Written exercise
All lines from the one containing "Where can the eyeglasses" through the last line of the listing below are to be copied exactly. Exclude the pictures.
>> begin Given data
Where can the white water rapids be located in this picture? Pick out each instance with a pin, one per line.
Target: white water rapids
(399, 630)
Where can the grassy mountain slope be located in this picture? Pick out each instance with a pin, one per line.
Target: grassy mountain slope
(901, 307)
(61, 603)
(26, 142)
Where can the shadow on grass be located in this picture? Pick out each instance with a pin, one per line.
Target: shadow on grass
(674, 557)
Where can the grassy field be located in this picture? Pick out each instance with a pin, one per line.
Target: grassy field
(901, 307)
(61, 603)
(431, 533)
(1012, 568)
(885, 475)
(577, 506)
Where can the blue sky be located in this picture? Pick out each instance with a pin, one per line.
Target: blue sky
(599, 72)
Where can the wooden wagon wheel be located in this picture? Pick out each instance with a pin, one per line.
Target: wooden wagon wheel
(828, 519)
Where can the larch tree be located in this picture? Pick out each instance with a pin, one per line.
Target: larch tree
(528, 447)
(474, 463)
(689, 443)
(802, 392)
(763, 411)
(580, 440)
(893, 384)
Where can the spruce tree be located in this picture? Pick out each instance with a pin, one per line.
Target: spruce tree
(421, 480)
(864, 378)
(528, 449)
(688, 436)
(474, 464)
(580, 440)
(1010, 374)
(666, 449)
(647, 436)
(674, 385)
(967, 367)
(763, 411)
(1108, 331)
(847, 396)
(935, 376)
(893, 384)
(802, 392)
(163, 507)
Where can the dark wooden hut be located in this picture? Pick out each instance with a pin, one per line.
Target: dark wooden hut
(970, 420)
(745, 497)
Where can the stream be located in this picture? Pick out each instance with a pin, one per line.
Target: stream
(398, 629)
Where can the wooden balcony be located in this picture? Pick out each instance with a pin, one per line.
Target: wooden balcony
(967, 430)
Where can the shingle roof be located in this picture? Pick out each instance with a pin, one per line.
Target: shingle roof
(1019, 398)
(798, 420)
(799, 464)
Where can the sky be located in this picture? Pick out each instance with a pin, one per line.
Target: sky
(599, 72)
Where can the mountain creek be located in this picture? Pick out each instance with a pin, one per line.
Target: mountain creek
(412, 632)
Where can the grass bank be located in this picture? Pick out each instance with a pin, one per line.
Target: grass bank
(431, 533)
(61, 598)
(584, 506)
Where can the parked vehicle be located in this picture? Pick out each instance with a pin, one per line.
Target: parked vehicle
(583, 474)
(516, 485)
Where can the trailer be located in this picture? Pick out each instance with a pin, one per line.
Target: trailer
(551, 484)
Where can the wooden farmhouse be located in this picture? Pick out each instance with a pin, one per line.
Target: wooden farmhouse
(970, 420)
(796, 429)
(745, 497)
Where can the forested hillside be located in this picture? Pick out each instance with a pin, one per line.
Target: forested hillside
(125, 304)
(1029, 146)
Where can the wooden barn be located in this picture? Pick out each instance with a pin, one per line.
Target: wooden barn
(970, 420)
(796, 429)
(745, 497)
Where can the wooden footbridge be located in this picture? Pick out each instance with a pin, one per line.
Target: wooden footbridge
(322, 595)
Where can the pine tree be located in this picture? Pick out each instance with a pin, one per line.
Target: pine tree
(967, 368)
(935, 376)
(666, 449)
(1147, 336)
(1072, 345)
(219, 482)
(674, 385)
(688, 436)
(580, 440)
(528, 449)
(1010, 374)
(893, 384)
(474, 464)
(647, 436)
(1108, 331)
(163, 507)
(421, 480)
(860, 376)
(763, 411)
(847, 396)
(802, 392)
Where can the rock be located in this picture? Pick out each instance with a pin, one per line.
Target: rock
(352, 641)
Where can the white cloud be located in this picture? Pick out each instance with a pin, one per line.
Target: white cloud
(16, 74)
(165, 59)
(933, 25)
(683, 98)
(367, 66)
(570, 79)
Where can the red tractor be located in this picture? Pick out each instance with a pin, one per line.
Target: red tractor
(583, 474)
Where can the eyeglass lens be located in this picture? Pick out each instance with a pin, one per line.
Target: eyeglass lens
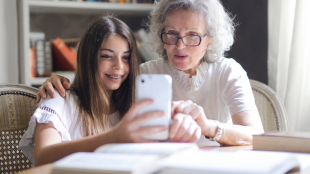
(187, 40)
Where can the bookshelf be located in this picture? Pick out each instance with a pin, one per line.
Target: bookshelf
(28, 7)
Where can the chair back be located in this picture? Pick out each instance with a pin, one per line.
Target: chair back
(270, 108)
(17, 104)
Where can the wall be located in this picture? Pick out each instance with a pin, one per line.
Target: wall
(9, 67)
(250, 47)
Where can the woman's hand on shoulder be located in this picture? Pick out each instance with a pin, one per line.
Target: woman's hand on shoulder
(129, 129)
(59, 82)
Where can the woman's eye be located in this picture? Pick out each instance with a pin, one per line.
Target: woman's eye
(173, 33)
(105, 56)
(126, 57)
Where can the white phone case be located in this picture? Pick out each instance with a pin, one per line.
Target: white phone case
(157, 87)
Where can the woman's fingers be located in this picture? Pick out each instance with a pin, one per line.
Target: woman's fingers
(196, 136)
(56, 81)
(184, 129)
(138, 121)
(134, 109)
(174, 127)
(143, 131)
(50, 89)
(188, 107)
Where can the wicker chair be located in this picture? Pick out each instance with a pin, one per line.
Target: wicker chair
(17, 104)
(271, 110)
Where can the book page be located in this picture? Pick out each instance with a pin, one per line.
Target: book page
(147, 148)
(241, 162)
(104, 162)
(288, 134)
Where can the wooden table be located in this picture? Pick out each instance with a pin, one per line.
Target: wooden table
(47, 169)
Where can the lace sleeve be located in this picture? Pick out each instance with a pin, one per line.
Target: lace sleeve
(52, 110)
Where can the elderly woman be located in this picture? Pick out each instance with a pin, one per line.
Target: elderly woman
(191, 37)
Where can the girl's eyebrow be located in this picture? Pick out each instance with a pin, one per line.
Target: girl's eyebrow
(103, 49)
(107, 50)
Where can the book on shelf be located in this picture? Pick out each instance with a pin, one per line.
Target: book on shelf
(121, 158)
(43, 58)
(64, 57)
(283, 141)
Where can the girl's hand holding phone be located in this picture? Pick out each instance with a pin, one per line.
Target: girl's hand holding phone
(184, 129)
(129, 129)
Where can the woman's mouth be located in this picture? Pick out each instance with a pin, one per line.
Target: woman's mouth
(180, 56)
(114, 77)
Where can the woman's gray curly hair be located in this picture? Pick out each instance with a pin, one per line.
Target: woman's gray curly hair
(219, 24)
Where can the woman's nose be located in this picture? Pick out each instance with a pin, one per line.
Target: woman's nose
(118, 64)
(180, 44)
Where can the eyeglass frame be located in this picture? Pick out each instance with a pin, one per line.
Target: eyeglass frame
(179, 37)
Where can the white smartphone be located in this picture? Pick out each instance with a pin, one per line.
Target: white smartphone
(157, 87)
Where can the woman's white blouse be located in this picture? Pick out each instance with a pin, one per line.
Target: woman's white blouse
(221, 88)
(64, 114)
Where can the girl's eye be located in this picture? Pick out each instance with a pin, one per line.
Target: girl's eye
(174, 33)
(126, 57)
(105, 56)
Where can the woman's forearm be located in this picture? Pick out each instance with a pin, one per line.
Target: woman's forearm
(238, 135)
(52, 153)
(245, 125)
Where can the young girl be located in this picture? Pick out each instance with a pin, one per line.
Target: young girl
(99, 107)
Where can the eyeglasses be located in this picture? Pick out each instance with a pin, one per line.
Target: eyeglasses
(189, 40)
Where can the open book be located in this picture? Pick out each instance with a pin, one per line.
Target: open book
(121, 158)
(282, 141)
(178, 158)
(229, 162)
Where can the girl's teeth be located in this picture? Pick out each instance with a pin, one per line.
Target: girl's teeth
(114, 77)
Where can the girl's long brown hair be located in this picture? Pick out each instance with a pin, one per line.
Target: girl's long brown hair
(87, 84)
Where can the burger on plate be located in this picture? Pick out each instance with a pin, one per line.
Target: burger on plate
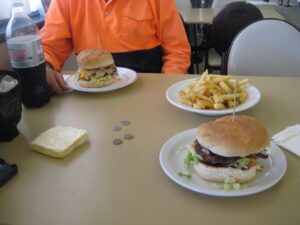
(96, 68)
(228, 149)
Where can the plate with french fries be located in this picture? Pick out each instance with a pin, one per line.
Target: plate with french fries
(213, 95)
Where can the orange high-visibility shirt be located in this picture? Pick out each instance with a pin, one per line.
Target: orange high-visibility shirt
(115, 26)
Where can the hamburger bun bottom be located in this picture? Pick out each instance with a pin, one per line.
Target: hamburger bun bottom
(222, 174)
(94, 84)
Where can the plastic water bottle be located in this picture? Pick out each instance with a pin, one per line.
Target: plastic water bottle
(27, 56)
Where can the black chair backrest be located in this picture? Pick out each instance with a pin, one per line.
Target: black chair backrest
(229, 21)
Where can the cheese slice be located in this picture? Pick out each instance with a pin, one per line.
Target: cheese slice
(59, 141)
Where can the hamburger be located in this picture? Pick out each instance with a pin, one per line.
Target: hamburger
(227, 149)
(96, 68)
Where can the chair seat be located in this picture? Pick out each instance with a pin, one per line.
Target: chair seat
(268, 47)
(214, 59)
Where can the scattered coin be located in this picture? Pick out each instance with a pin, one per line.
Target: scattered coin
(125, 122)
(128, 136)
(116, 128)
(117, 141)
>> end Given data
Result
Where can the eyeglasses be located in this picture? Pick out each instance with a pin, one per line.
Target: eyeglasses
(189, 40)
Where can the open book be located in this picture? Pick out each instance with a pin, one per line.
Target: open book
(121, 158)
(282, 141)
(178, 158)
(229, 162)
Where can the girl's teeth be located in this picture? Pick out each instance with a pin, one per line.
Target: girl's teeth
(114, 77)
Where can the girl's long brown hair be located in this picture? Pick out each instance with a pin, one per line.
Target: girl's long brown hair
(87, 84)
Where can the burger on plate be located in this picture? Pick out each instance with a pin, one per line.
Target: burger on plate
(96, 68)
(228, 149)
Where can the plate with french fries be located in this picture? Pick out each instance with a pin, one per line.
Target: plate with french fries
(213, 95)
Where can the orange high-visibility shirt be located in this picture? Pick out each instance with a pin, one per line.
Target: orange high-visibility shirt
(115, 26)
Where can the hamburger bun bottom be located in this picture? Pick out each instance with a pin, one per line.
Target: hamburger bun bottom
(222, 174)
(94, 84)
Where can the plastic water bottle be located in this picture? Pick out each instance with a pin, one per line.
Target: plastic water bottle
(27, 56)
Where can the black chair backrest be located in this picture? Pick out each instance with a pin, one per line.
Target: black chair backrest
(229, 21)
Where can the cheese slice be located in this picture? Pick out each instance with a pin, one per line.
Target: cheese slice
(59, 141)
Where can the hamburger be located in this picture? Pick out each instance with a pin, one per line.
Target: hamburger
(227, 149)
(96, 68)
Where can the chair seat be located in this picture? Pick out each instance with a pin, one per line.
Target: chair seat
(268, 47)
(214, 59)
Where can the scattered coin be located in this picture? Pick out each instance with a pin, one per line.
Target: scattered coin
(125, 122)
(128, 136)
(116, 128)
(117, 141)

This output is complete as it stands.